• _Problem details_
List every line in the data below that contains the string "clicks", copying each one in full.

• _Source records_
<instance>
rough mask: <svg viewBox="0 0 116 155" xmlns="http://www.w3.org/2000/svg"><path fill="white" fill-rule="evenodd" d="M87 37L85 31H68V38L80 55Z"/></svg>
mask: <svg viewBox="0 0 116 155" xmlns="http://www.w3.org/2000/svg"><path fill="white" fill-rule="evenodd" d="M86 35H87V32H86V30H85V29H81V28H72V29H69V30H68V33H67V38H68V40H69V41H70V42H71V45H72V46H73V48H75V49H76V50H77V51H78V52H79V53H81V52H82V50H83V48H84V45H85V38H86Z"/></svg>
* * *
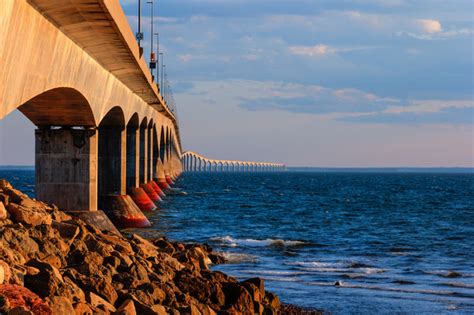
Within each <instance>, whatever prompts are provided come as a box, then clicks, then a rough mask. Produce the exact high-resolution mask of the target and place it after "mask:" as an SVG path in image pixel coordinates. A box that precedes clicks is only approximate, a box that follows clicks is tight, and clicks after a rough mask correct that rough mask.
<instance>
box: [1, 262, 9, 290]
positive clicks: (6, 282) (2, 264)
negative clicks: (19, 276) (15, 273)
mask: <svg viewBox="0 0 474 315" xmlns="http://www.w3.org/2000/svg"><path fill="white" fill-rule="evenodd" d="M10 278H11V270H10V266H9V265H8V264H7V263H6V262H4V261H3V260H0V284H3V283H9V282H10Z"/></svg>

• _Written reply_
Within each <instance>, whatever prompts are provided come as a box, then clicks, then a rough mask. Produce the exact high-resolution mask of the target and place it after "mask:" as an SVG path in image pixel coordinates. A box that precedes clicks is only approximate, a box that follows clicks is tight, and clicks after a rough mask correct that rough mask.
positive clicks: (6, 282) (2, 264)
negative clicks: (19, 276) (15, 273)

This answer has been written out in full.